[Stored entries]
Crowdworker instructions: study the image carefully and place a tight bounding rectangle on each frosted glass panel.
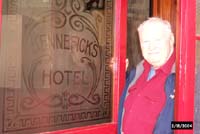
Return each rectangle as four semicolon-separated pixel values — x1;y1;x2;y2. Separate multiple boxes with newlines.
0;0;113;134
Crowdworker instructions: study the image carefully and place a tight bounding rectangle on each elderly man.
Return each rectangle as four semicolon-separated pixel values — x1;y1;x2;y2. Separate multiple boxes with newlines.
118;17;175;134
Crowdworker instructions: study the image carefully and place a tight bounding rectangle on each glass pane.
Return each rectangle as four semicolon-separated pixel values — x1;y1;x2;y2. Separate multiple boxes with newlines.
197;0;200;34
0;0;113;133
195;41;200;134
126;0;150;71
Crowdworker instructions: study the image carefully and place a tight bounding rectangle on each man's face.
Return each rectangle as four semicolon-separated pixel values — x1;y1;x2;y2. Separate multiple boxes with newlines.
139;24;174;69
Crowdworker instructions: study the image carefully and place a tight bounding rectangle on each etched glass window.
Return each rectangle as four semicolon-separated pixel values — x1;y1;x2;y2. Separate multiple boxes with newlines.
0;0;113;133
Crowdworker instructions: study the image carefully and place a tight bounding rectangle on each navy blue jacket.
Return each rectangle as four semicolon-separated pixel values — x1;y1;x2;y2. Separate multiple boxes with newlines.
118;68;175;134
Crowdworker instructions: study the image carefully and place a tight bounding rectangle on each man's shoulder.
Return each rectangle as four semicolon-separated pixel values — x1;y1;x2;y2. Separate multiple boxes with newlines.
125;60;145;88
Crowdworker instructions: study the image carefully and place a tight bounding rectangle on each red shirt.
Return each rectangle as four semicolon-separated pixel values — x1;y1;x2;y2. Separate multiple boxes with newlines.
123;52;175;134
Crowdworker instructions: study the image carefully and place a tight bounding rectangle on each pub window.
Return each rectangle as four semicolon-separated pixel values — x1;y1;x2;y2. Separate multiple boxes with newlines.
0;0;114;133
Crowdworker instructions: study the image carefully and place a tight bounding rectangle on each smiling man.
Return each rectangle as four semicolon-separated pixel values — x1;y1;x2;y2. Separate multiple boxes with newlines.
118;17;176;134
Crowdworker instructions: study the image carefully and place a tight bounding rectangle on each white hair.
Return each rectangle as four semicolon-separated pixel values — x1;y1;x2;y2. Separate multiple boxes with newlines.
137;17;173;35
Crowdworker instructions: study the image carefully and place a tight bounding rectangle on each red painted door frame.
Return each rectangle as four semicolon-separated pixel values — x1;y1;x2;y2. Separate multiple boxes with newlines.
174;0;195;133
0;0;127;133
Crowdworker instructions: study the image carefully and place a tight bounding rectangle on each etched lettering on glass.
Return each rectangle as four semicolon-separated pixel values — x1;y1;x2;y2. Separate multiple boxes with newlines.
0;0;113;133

== The task ==
Wherever a line holds the word "window", copy that line out of the entries above.

== Answer space ==
Crowdworker instructions: study the image carefully and place a tight bounding rectangle on each etched glass window.
Crowdworker instructions: study the image carefully and place a tight bounding rectangle on each pub window.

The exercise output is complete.